=== Records for this exercise ===

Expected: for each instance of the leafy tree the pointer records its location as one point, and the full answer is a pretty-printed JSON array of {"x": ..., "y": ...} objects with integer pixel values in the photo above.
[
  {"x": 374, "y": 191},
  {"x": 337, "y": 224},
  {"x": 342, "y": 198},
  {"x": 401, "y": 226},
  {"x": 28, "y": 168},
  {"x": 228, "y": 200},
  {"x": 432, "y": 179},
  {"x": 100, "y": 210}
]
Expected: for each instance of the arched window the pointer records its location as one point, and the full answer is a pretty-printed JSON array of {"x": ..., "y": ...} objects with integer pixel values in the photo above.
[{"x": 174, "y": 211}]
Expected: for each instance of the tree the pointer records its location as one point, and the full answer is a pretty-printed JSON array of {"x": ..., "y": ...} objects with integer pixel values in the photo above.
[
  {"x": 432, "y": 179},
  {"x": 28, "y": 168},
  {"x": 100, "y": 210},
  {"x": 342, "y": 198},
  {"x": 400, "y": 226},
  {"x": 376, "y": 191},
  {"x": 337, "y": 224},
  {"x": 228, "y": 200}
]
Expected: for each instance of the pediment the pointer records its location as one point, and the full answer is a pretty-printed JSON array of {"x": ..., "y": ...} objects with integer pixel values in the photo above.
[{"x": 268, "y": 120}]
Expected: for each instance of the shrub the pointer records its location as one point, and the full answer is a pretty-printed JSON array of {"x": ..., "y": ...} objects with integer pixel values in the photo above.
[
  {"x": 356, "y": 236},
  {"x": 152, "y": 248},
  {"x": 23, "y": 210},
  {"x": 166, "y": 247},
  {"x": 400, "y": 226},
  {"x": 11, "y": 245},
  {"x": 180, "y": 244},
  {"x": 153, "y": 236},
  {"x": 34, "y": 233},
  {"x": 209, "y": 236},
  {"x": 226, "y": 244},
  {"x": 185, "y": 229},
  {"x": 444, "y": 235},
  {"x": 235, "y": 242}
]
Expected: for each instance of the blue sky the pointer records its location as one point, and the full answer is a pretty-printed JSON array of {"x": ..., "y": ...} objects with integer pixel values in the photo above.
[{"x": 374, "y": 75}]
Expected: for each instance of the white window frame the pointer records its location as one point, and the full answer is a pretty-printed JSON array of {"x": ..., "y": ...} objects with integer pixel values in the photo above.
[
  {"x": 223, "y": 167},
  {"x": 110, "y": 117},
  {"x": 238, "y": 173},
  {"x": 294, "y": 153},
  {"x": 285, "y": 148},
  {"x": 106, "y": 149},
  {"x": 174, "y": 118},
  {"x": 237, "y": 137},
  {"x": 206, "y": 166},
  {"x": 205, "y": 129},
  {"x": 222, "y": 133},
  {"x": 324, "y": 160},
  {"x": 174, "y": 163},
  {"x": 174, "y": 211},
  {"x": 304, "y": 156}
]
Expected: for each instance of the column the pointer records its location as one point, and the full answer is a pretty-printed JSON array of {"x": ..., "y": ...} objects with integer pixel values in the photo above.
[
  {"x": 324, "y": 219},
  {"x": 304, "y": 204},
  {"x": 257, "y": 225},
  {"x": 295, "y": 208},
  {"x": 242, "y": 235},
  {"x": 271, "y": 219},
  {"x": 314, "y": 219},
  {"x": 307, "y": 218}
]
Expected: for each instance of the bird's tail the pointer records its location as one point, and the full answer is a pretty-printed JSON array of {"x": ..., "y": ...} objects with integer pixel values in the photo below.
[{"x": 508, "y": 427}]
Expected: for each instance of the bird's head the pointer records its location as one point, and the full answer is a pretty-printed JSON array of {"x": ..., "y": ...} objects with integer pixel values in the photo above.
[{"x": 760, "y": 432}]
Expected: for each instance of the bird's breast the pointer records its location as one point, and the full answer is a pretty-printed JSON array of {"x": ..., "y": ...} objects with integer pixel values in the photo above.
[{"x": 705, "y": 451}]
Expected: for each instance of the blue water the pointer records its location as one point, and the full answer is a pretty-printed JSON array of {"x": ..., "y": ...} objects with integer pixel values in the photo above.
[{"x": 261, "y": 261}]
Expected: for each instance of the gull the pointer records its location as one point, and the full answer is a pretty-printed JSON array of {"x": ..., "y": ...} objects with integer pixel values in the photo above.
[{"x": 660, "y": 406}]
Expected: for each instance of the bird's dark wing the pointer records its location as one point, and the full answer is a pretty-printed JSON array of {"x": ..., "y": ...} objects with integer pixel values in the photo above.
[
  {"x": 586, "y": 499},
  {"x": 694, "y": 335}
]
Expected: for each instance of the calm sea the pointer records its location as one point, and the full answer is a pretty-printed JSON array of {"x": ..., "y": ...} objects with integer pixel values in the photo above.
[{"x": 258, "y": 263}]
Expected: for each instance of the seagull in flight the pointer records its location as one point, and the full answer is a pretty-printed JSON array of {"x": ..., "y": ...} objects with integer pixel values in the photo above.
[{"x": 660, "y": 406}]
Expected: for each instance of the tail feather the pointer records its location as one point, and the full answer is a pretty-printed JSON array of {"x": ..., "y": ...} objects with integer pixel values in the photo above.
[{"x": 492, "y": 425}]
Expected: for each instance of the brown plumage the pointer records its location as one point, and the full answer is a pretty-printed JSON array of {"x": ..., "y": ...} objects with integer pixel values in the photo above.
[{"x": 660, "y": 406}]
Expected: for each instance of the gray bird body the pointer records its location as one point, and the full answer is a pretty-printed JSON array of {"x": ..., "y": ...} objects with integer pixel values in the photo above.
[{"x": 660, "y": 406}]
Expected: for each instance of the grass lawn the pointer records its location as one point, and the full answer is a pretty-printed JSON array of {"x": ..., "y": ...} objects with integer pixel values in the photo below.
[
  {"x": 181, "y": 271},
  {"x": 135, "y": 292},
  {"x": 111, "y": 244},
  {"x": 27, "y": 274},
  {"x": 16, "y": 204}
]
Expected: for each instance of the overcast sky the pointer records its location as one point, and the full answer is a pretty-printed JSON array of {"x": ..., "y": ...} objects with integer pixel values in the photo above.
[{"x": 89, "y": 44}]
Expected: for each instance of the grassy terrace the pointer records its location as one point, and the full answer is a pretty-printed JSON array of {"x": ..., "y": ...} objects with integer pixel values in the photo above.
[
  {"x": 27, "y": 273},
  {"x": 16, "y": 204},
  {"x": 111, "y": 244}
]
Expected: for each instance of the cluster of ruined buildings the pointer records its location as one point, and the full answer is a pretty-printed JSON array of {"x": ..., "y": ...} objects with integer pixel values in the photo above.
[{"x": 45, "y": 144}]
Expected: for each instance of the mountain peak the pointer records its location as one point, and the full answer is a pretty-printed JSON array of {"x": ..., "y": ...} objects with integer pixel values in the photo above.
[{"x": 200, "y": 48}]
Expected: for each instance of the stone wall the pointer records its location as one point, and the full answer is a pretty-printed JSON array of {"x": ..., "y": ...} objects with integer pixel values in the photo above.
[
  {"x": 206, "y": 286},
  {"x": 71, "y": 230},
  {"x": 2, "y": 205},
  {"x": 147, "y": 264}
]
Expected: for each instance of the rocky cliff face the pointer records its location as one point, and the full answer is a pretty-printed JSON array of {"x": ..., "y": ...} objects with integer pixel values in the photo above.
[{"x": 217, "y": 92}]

===

About this task ::
All of the records above should be transcribed exactly.

Answer to the exercise ::
Expected: for each instance of the leafy tree the pointer records its location as one point, and the full answer is a pretty-printed JSON array of {"x": ..., "y": ...} objects with integer pixel values in the photo above.
[
  {"x": 374, "y": 191},
  {"x": 337, "y": 224},
  {"x": 342, "y": 198},
  {"x": 401, "y": 226},
  {"x": 28, "y": 168},
  {"x": 228, "y": 200},
  {"x": 432, "y": 179},
  {"x": 100, "y": 210}
]
Expected: for each instance of the arched window the pointer records its location as one point, and the full answer is a pretty-printed JSON array of {"x": ..., "y": ...} objects with integer pixel values in the photo above.
[{"x": 174, "y": 211}]
Expected: for each instance of the tree the pointer records its location as one point, and the full answer is a pretty-printed JSON array of {"x": ..., "y": ...} objects with integer pixel values in the photo above.
[
  {"x": 432, "y": 179},
  {"x": 28, "y": 168},
  {"x": 100, "y": 210},
  {"x": 342, "y": 198},
  {"x": 400, "y": 226},
  {"x": 376, "y": 191},
  {"x": 337, "y": 224},
  {"x": 228, "y": 200}
]
Expected: for each instance of the pediment the pointer records its location as one point, and the full answer is a pretty-printed JSON array of {"x": ..., "y": ...} objects with integer pixel values in the photo above.
[{"x": 268, "y": 120}]
Expected: for each instance of the shrub the pointer records its location as one point, and the full answer is a pretty-printed JSON array of {"x": ..., "y": ...} objects with integer pixel values in the photo above.
[
  {"x": 356, "y": 236},
  {"x": 152, "y": 248},
  {"x": 23, "y": 210},
  {"x": 166, "y": 247},
  {"x": 400, "y": 226},
  {"x": 11, "y": 245},
  {"x": 180, "y": 244},
  {"x": 153, "y": 236},
  {"x": 34, "y": 233},
  {"x": 209, "y": 236},
  {"x": 226, "y": 244},
  {"x": 185, "y": 229},
  {"x": 444, "y": 235},
  {"x": 235, "y": 242}
]
Expected: for each instance of the blue sky the pointer records its location as one point, and the full answer is a pretty-printed JSON array of {"x": ..., "y": ...} objects with integer pixel values in the photo above.
[{"x": 374, "y": 75}]
Expected: for each instance of the white window frame the pointer records its location as one point, and the full answer is a pretty-printed JSON array of {"x": ..., "y": ...} objects with integer pixel values in the photo above.
[
  {"x": 223, "y": 167},
  {"x": 110, "y": 117},
  {"x": 238, "y": 173},
  {"x": 294, "y": 153},
  {"x": 285, "y": 148},
  {"x": 106, "y": 149},
  {"x": 174, "y": 118},
  {"x": 237, "y": 137},
  {"x": 206, "y": 166},
  {"x": 205, "y": 129},
  {"x": 222, "y": 133},
  {"x": 324, "y": 160},
  {"x": 174, "y": 163},
  {"x": 174, "y": 211},
  {"x": 304, "y": 156}
]
Expected: for each instance of the column the pointer records its location as one point, and the full answer is a pretty-printed JSON array of {"x": ..., "y": ...} objects with integer pixel values in the photo above.
[
  {"x": 324, "y": 219},
  {"x": 304, "y": 204},
  {"x": 257, "y": 225},
  {"x": 295, "y": 208},
  {"x": 242, "y": 235},
  {"x": 271, "y": 219},
  {"x": 314, "y": 219},
  {"x": 307, "y": 218}
]
Expected: for each instance of the bird's tail the pointer records its location as one point, and the full answer is a pretty-printed JSON array of {"x": ..., "y": ...} objects with integer pixel values in the photo below.
[{"x": 508, "y": 427}]
Expected: for each instance of the bird's head the pointer records its location as one point, and the full answer is a pretty-printed JSON array of {"x": ..., "y": ...} objects with integer pixel values in the photo above.
[{"x": 760, "y": 432}]
Expected: for each instance of the bird's breast the pointer records its location as one point, and the full answer is a pretty-printed JSON array of {"x": ..., "y": ...} objects with integer pixel values in the photo above.
[{"x": 705, "y": 451}]
Expected: for each instance of the blue water the pointer records its location as one point, and the full answer is a pretty-printed JSON array of {"x": ..., "y": ...} objects with integer pixel values in the photo above.
[{"x": 261, "y": 261}]
Expected: for each instance of the gull the pointer records its location as one point, and the full answer is a pretty-printed JSON array of {"x": ..., "y": ...} objects with integer pixel values in the photo above.
[{"x": 660, "y": 406}]
Expected: for each instance of the bird's dark wing the pointer records its location as one point, and the full answer is a pretty-printed JSON array of {"x": ..., "y": ...} objects with integer pixel values in the photo above.
[
  {"x": 586, "y": 499},
  {"x": 694, "y": 335}
]
Expected: for each instance of the calm sea the pointer records its location as one point, and the full answer is a pretty-printed JSON array of {"x": ..., "y": ...} objects with integer pixel values in the photo above.
[{"x": 258, "y": 263}]
Expected: for each instance of the seagull in flight the pointer records its location as one point, and the full answer is a pretty-printed JSON array of {"x": ..., "y": ...} objects with integer pixel values in the photo above.
[{"x": 660, "y": 406}]
Expected: for each instance of the tail feather the pointer records its location as one point, and the full answer is a pretty-printed JSON array of {"x": ..., "y": ...} objects with integer pixel values in the photo above.
[{"x": 492, "y": 425}]
Expected: for each instance of the brown plumage the pointer records its location as one point, and the full answer is a pretty-printed JSON array of {"x": ..., "y": ...} objects with integer pixel values in the photo above.
[{"x": 660, "y": 406}]
Expected: for each instance of the gray bird body the pointer records its location as one point, and the full answer is a pretty-printed JSON array of {"x": ..., "y": ...} objects with integer pixel values in the photo above.
[{"x": 660, "y": 406}]
Expected: for each instance of the grass lawn the pointer records its location as one point, and the full answer is a pretty-printed JSON array of {"x": ..., "y": ...} objects with integer pixel values in the photo below.
[
  {"x": 181, "y": 271},
  {"x": 135, "y": 292},
  {"x": 111, "y": 244},
  {"x": 27, "y": 274},
  {"x": 16, "y": 204}
]
Expected: for each instance of the overcast sky the pointer records its location as one point, and the full answer is a pretty-printed JSON array of {"x": ..., "y": ...} objects with integer pixel values in the photo above.
[{"x": 89, "y": 44}]
Expected: for each instance of the grassy terrace the pointer records its location as one point, and the full answer is a pretty-printed JSON array of {"x": ..., "y": ...} objects with integer pixel values in the photo above.
[
  {"x": 27, "y": 273},
  {"x": 16, "y": 204},
  {"x": 111, "y": 244}
]
Expected: for each instance of the cluster of ruined buildings the pointer records its location as one point, and the full answer is a pretty-printed JSON array of {"x": ..., "y": ...} objects with integer pixel values in the photo above.
[{"x": 45, "y": 144}]
Expected: for each instance of the mountain peak the pointer records its location as one point, and the full answer is a pretty-printed JSON array of {"x": ..., "y": ...} objects with integer pixel values in the photo above.
[{"x": 200, "y": 48}]
Expected: for each instance of the stone wall the pointer records its location as one point, and the full answer is a pretty-printed JSON array of {"x": ..., "y": ...} objects with integer pixel values in the photo above.
[
  {"x": 206, "y": 286},
  {"x": 71, "y": 230},
  {"x": 2, "y": 205},
  {"x": 147, "y": 264}
]
Expected: for each instance of the rocky cliff face the pointer records its location as one point, and the full answer is a pretty-printed JSON array of {"x": ..., "y": ...} objects with integer pixel values in the photo above.
[{"x": 217, "y": 92}]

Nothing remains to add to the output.